Given problem: Rename "Target" to "Object" throughout the data below, keeping every other line unchanged.

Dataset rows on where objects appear

## START

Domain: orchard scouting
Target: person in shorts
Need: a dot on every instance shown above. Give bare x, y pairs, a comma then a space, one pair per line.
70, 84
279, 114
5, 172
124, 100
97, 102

## END

Exercise result:
Domain: orchard scouting
Object: person in shorts
Need: a dot on every instance shown above. Give bare x, y pairs, a comma then a space, one pair per line.
70, 84
279, 114
5, 172
124, 100
97, 102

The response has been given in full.